> Source excerpt:
|
Entity Resolution & Entity Extraction in Data Integration Initiatives
|
![]() James McGinn
Associate
Booz Allen Hamilton
|
|
March 8, 2007
8:30 AM - 9:30 AM
Level: Intermediate
Do you have a need to integrate data from multiple
different structured and unstructured sources? Are you concerned about
duplicate data and which records are accurate? These are just some of
the challenges that face IT professionals and project managers who work
on systems integration initiatives on a daily basis. When integrating
data from multiple systems, sometimes containing structured and unstructured
data, two critical components of Data Cleansing emerge; Entity Resolution
and Entity Extraction.
Entity Resolution is a form of Data Cleansing and is better known as the “de-duplication” of data or more accurately the process of identifying and linking records together that could be the same entity. Entity Resolution is generally performed on data, formatted in fixed fields, and residing in a structured format. Entity Extraction is a form of Data Cleansing used during Data Integration specifically focusing on unstructured data. Sometimes referred to as “Text Mining” or “Information Extraction”, Entity Extraction is the process by which unstructured data in files like word documents, email, and PDF files can be searched and given meaning from the body of text.
Mr. McGinn, an Associate in the Data Migration practice
of Booz Allen Hamilton, Inc., is responsible for the delivery of enterprise
wide information strategy and architecture, business intelligence and
data migration solutions. He has designed and built data architectures,
data migration strategies, and data warehouses for clients in the commercial
and government sector.
James specializes in helping organizations design, develop, and implement information systems infrastructures that are optimized to enable those organizations to meet industry challenges. He has worked as a project manager, developer, and analyst to numerous companies and government agencies to devise and build technical architectures for migrating legacy databases, data profiling, data quality, data management, and data warehouse solutions to help those organizations leverage their information and gain or solidify a competitive advantage. |

> Provided material:
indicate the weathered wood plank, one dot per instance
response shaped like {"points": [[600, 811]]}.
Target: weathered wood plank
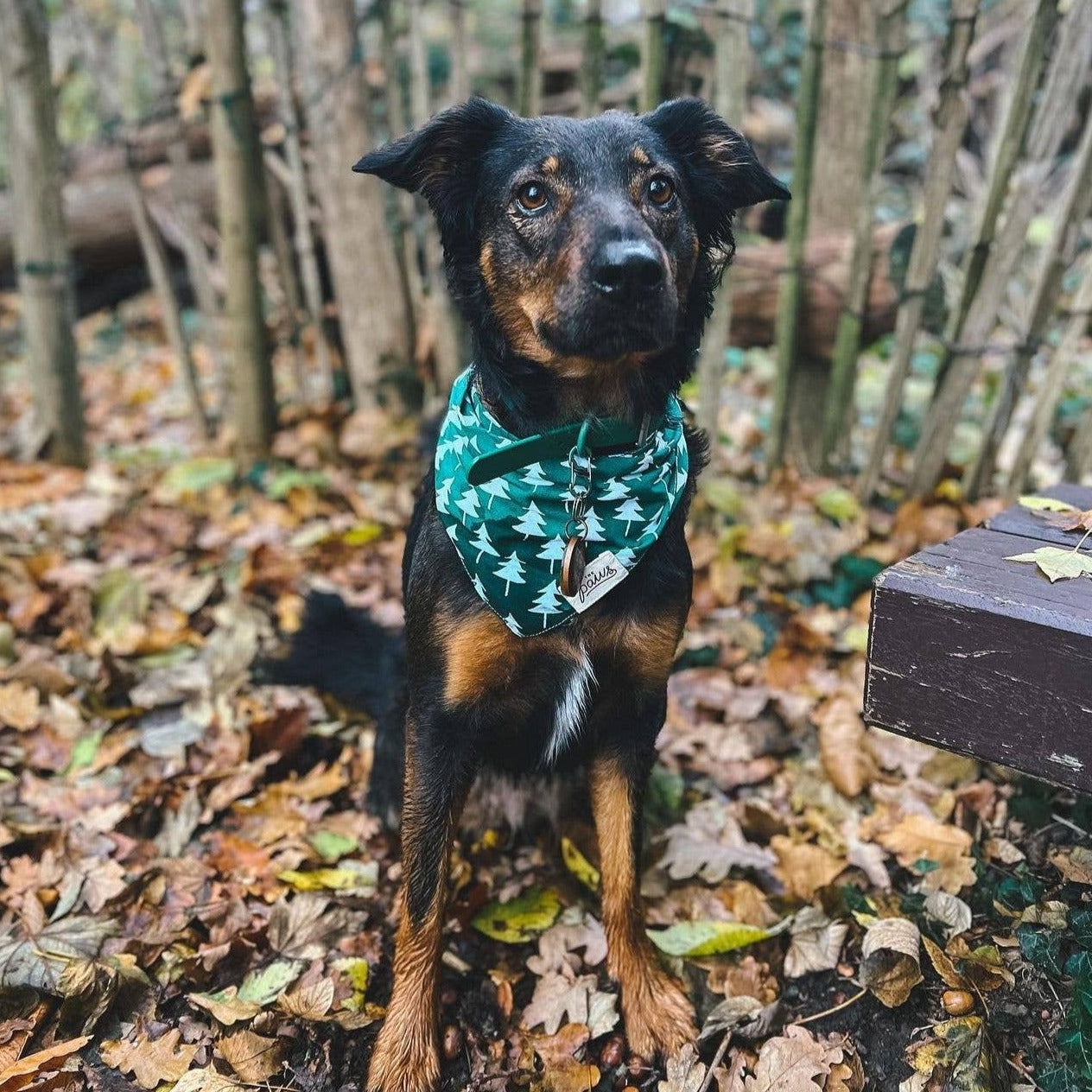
{"points": [[1022, 521], [985, 657]]}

> What is expected: Copy out the entity resolution and entity extraction session description word for word, from start to finish.

> Reply to the exercise:
|
Entity Resolution & Entity Extraction in Data Integration Initiatives
|
![]() James McGinn
Associate
Booz Allen Hamilton
|
|
March 8, 2007
8:30 AM - 9:30 AM
Level: Intermediate
Do you have a need to integrate data from multiple
different structured and unstructured sources? Are you concerned about
duplicate data and which records are accurate? These are just some of
the challenges that face IT professionals and project managers who work
on systems integration initiatives on a daily basis. When integrating
data from multiple systems, sometimes containing structured and unstructured
data, two critical components of Data Cleansing emerge; Entity Resolution
and Entity Extraction.
Entity Resolution is a form of Data Cleansing and is better known as the “de-duplication” of data or more accurately the process of identifying and linking records together that could be the same entity. Entity Resolution is generally performed on data, formatted in fixed fields, and residing in a structured format. Entity Extraction is a form of Data Cleansing used during Data Integration specifically focusing on unstructured data. Sometimes referred to as “Text Mining” or “Information Extraction”, Entity Extraction is the process by which unstructured data in files like word documents, email, and PDF files can be searched and given meaning from the body of text.
Mr. McGinn, an Associate in the Data Migration practice
of Booz Allen Hamilton, Inc., is responsible for the delivery of enterprise
wide information strategy and architecture, business intelligence and
data migration solutions. He has designed and built data architectures,
data migration strategies, and data warehouses for clients in the commercial
and government sector.
James specializes in helping organizations design, develop, and implement information systems infrastructures that are optimized to enable those organizations to meet industry challenges. He has worked as a project manager, developer, and analyst to numerous companies and government agencies to devise and build technical architectures for migrating legacy databases, data profiling, data quality, data management, and data warehouse solutions to help those organizations leverage their information and gain or solidify a competitive advantage. |